PARTS OF THE EXERCISE
a. Summarize the passage on capital growth and inventions in two sentences.
b. From the passage on capital growth and inventions, write out the text starting with "If inventions were" and going on through "fits and starts.".

##### DOCUMENT PASSAGE #####

An intermittent growth of capital might cause values to be abnormal, then normal and then abnormal again; but a continuous growth of capital will keep values in some small degree perpetually abnormal, in the special and narrow sense of the term, for it will cause them always to differ from the static standards. In the finer and truer sense, it is natural that they should thus differ from these standards; since it is entirely in accordance with nature that capital should steadily increase and that the increase of it should be in a measure localized. The values which in a dynamic society are in accordance with nature—and thus, in the higher sense of the term, natural—are the values that deviate from the static standard by a natural interval. The localized increase of capital, like that of labor, keeps general wages and interest by a real, though slight, interval below the static standards. The lower actual rates are in a true sense natural, if the distance between them and the standard rates is a normal one.
Let us now apply these principles to the third dynamic change which we have noticed—that resulting from inventions or improvements in method. The effect of this change on value is much less steady than is that of an increase of population or of capital. Inventions appear now here, now there and now elsewhere. They lower the price first of one thing and then of another; and, from the moment when the labor-saving machine begins to work in producing a particular article, there is a new static standard of value for that article and for all others. When the machine shall have produced its full effects, more of the goods produced by it will be constantly offered for sale and the price of them will be lower. From the outset this lower price is the static or, in the narrow sense, the natural price. At first the actual price is higher than this, but it tends gradually to conform to it.
If inventions were confined to one group and if they occurred intermittently, the standard value of the product of that group would first go down with a sudden drop, then it would remain stationary awhile and then, as the result of the next improvement, it would drop again. If the standard continued stationary long enough, actual value might fall to the static level and remain there for a while. Static value dropping and coming to a halt, actual value gradually falling but at intervals overtaking the descending standard—such is the condition of an industry in which inventions are made, as it were, by fits and starts.

##### DATASET ENTRIES #####

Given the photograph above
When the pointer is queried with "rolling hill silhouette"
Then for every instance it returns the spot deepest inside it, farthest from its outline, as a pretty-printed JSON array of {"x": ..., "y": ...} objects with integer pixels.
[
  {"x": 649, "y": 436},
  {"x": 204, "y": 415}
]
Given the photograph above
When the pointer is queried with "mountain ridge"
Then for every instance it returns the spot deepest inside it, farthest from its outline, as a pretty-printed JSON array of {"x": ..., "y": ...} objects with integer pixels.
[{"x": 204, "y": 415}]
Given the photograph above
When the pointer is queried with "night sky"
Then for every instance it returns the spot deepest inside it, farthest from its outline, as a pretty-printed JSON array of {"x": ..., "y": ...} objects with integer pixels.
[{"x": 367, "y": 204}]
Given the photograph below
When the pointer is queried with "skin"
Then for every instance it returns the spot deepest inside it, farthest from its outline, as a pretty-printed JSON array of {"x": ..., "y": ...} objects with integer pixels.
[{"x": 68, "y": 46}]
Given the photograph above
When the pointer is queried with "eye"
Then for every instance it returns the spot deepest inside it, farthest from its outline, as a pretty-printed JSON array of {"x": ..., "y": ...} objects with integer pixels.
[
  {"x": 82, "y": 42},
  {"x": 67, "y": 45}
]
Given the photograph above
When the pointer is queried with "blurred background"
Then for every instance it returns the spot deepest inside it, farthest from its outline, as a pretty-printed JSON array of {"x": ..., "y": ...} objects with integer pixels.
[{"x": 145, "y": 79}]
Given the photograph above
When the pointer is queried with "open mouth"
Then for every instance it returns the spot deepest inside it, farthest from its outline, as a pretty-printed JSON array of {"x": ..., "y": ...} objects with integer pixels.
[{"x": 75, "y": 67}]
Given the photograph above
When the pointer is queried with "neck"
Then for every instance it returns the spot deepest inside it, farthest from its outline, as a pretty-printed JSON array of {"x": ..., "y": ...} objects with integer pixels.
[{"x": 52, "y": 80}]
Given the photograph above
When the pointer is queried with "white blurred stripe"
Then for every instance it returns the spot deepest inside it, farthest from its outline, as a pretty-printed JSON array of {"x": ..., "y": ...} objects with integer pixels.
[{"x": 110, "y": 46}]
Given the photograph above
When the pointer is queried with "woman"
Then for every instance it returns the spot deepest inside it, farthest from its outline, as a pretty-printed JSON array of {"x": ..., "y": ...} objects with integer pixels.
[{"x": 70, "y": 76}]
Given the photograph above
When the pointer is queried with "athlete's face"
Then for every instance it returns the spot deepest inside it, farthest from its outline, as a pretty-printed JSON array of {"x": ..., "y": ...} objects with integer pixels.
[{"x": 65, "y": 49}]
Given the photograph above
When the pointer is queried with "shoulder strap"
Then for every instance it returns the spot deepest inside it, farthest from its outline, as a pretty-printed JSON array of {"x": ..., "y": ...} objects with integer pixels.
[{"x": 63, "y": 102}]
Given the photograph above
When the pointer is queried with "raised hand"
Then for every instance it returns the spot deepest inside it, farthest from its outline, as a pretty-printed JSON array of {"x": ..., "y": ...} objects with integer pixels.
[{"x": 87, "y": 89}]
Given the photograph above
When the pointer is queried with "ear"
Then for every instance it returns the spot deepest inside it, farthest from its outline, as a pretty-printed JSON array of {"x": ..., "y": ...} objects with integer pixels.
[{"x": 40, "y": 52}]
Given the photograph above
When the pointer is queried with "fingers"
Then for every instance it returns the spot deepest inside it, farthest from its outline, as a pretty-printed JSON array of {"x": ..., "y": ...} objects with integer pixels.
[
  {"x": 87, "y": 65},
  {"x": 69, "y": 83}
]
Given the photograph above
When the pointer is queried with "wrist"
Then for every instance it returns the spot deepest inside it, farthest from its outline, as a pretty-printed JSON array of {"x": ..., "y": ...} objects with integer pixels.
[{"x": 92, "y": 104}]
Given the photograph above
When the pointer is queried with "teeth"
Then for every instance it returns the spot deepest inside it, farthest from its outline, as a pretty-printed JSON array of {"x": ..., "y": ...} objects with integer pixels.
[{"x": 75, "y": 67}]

#####

EXERCISE SOLUTIONS
a. A continuous, localized growth of capital keeps general wages and interest slightly below the static standards, and those lower rates are natural in the truer sense if their distance from the standard rates is normal. Inventions affect value less steadily: each one sets a new, lower static price that actual price gradually approaches, and when inventions in one group come by fits and starts, the standard drops in steps while actual value falls toward it and at intervals catches up.

b.
If inventions were confined to one group and if they occurred intermittently, the standard value of the product of that group would first go down with a sudden drop, then it would remain stationary awhile and then, as the result of the next improvement, it would drop again. If the standard continued stationary long enough, actual value might fall to the static level and remain there for a while. Static value dropping and coming to a halt, actual value gradually falling but at intervals overtaking the descending standard—such is the condition of an industry in which inventions are made, as it were, by fits and starts.